Page text
=-=-=-=-=

Military researcher infected with tularemia at research laboratory

A military researcher, working at the United States Army Research Institute of Infectious Diseases, has contracted a laboratory-acquired infection of tularemia.

The infected researcher had been working on the development of a vaccine for the disease at the institute and is currently being treated with antibiotics to combat the infection.

The bacterium Francisella tularensis causes tularemia, which is commonly known as rabbit fever. Tularemia is one of several dangerous pathogens that are being studied at the United States Army Research Institute of Infectious Diseases.

Tularemia, which is not transmitted by person to person contact, is considered a potential agent of bioterrorism and biowarfare. The diseases non-specific symptoms can include fever, chills, headache, sore throat and diarrhea.

Infection from food and water contaminated with tularemia causes diarrhea and can cause lesions to form in the throat.

After infection, incubation for tularemia can be from several days to weeks, with people's reactions to the bacteria dependent upon how it's acquired. Tularemia can be fatal but is treatable with the antibiotics streptomycin and gentamicin.

A vaccine is available against tularemia and is used extensively in Russia, however, its use in the United States is limited to only certain high risk occupations.

After recovering from a tularemia infection, reinfection is rare as a long last immunity is achieved.

=-=-=-=-=

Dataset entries

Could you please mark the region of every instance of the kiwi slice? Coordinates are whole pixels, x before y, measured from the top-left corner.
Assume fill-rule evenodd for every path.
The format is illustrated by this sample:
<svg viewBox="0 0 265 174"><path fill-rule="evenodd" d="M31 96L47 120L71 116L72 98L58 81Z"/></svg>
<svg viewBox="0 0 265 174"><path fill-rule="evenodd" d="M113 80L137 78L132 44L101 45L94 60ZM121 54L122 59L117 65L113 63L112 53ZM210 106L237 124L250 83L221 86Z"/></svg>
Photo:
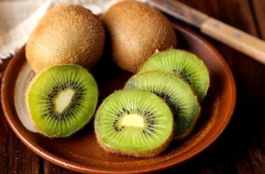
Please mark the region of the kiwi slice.
<svg viewBox="0 0 265 174"><path fill-rule="evenodd" d="M194 54L180 50L160 52L145 61L139 72L155 70L173 73L191 85L200 100L206 95L210 77L203 61Z"/></svg>
<svg viewBox="0 0 265 174"><path fill-rule="evenodd" d="M165 101L137 90L118 91L107 97L97 111L94 126L97 141L106 151L142 157L165 150L174 127Z"/></svg>
<svg viewBox="0 0 265 174"><path fill-rule="evenodd" d="M85 69L72 64L52 66L31 82L27 106L36 128L48 137L66 137L83 127L94 113L97 87Z"/></svg>
<svg viewBox="0 0 265 174"><path fill-rule="evenodd" d="M174 114L175 139L187 136L200 115L200 107L191 88L173 74L156 71L139 73L129 80L125 88L148 90L167 101Z"/></svg>

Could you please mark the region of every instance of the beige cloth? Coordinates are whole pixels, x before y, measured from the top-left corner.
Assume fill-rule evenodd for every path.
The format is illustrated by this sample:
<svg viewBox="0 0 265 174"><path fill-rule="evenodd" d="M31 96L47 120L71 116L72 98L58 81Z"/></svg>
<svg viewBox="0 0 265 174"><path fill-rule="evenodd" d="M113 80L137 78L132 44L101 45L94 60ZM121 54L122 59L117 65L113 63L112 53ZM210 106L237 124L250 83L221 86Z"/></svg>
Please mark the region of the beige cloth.
<svg viewBox="0 0 265 174"><path fill-rule="evenodd" d="M50 7L61 3L80 4L95 14L121 0L15 0L0 1L0 61L27 42L39 20Z"/></svg>

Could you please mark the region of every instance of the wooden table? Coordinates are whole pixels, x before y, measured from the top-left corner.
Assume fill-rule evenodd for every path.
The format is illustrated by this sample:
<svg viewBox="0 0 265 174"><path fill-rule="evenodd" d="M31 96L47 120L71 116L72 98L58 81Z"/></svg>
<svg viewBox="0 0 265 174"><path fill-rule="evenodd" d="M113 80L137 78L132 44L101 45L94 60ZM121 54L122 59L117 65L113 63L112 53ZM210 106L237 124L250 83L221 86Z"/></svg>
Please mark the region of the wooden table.
<svg viewBox="0 0 265 174"><path fill-rule="evenodd" d="M265 39L265 0L180 1ZM235 110L228 127L213 145L168 173L265 174L265 65L203 36L219 50L232 69L237 90ZM8 61L0 66L0 72ZM0 110L0 173L77 174L30 150L11 130Z"/></svg>

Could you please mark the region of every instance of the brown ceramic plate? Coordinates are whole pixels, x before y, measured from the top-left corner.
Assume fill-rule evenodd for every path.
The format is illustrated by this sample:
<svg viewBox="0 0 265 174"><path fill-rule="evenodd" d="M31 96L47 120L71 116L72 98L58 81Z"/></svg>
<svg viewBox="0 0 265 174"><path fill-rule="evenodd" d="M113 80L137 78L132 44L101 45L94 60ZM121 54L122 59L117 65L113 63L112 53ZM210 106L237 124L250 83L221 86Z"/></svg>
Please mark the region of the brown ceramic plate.
<svg viewBox="0 0 265 174"><path fill-rule="evenodd" d="M24 97L14 97L15 94L21 95L19 91L23 93L26 87L27 82L21 79L26 78L25 80L28 81L33 74L30 69L29 71L24 48L11 60L2 81L1 99L8 123L18 138L38 155L63 168L84 173L157 172L194 157L213 143L228 123L235 103L235 83L228 66L212 46L192 32L174 25L178 48L195 53L206 64L211 74L211 87L202 103L202 115L192 134L182 141L172 142L161 155L141 159L107 153L97 145L91 122L67 138L50 139L28 131L18 117L23 114L23 110L16 104L23 103ZM99 104L114 90L122 88L131 75L115 65L106 56L92 70L99 88ZM16 83L22 83L21 86L15 88Z"/></svg>

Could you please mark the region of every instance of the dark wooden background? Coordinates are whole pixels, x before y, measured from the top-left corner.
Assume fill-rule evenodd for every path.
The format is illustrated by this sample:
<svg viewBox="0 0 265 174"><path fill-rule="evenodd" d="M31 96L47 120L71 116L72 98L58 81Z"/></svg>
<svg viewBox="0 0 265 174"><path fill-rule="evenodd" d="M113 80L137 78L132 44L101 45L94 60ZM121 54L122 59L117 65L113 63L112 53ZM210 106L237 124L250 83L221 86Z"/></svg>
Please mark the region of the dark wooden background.
<svg viewBox="0 0 265 174"><path fill-rule="evenodd" d="M265 39L265 0L180 1ZM228 127L213 144L167 173L265 174L265 65L190 28L212 43L229 64L237 86L236 106ZM0 65L1 72L8 61ZM30 150L12 131L0 110L0 173L77 174Z"/></svg>

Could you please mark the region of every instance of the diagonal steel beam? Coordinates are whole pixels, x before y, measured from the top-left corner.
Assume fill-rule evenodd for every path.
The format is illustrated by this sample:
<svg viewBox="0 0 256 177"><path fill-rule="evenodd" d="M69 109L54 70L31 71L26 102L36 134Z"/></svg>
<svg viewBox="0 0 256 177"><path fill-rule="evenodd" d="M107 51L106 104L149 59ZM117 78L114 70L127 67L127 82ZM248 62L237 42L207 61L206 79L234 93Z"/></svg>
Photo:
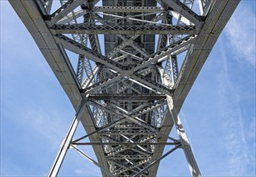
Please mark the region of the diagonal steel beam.
<svg viewBox="0 0 256 177"><path fill-rule="evenodd" d="M155 64L159 60L163 61L164 60L167 59L167 56L168 55L176 54L176 52L179 52L179 50L188 46L188 44L194 43L196 39L196 35L195 35L186 36L184 39L174 43L173 44L171 44L170 46L163 48L162 50L145 58L143 60L139 62L135 67L133 68L133 71L135 72L152 64Z"/></svg>
<svg viewBox="0 0 256 177"><path fill-rule="evenodd" d="M122 64L108 59L107 57L89 49L89 47L69 39L65 35L57 35L56 39L69 50L78 54L83 54L94 62L102 64L117 72L122 70L123 66Z"/></svg>
<svg viewBox="0 0 256 177"><path fill-rule="evenodd" d="M192 10L189 7L186 5L182 3L179 0L161 0L164 2L168 7L173 9L174 10L177 11L182 16L185 17L190 22L196 25L196 29L200 29L202 24L204 23L203 19L196 14L193 10Z"/></svg>
<svg viewBox="0 0 256 177"><path fill-rule="evenodd" d="M85 2L85 0L69 0L52 14L52 18L50 19L51 23L52 24L56 23L59 20L68 14L72 10L84 3L84 2Z"/></svg>

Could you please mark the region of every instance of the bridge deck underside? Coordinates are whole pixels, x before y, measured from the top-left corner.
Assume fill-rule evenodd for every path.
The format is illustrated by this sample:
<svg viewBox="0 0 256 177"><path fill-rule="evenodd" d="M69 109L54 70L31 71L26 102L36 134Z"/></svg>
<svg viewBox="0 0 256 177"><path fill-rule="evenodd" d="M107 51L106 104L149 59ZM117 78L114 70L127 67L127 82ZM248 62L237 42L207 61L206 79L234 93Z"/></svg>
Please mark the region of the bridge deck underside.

=-=-=-=-=

Problem 1
Quote the tularemia article between "The bacterium Francisella" and "streptomycin and gentamicin.", inclusive.
Problem 2
Decide whether each statement agrees with the tularemia article: (a) tularemia spreads through person to person contact; (b) the infected researcher had been developing a vaccine for the disease; (c) the tularemia vaccine is widely used in the United States. Answer yes or no for each and quote the deciding words.

Answer space 1
The bacterium Francisella tularensis causes tularemia, which is commonly known as rabbit fever. Tularemia is one of several dangerous pathogens that are being studied at the United States Army Research Institute of Infectious Diseases.

Tularemia, which is not transmitted by person to person contact, is considered a potential agent of bioterrorism and biowarfare. The diseases non-specific symptoms can include fever, chills, headache, sore throat and diarrhea.

Infection from food and water contaminated with tularemia causes diarrhea and can cause lesions to form in the throat.

After infection, incubation for tularemia can be from several days to weeks, with people's reactions to the bacteria dependent upon how it's acquired. Tularemia can be fatal but is treatable with the antibiotics streptomycin and gentamicin.

Answer space 2
(a) No: "Tularemia, which is not transmitted by person to person contact"
(b) Yes: "had been working on the development of a vaccine for the disease at the institute"
(c) No: "its use in the United States is limited to only certain high risk occupations"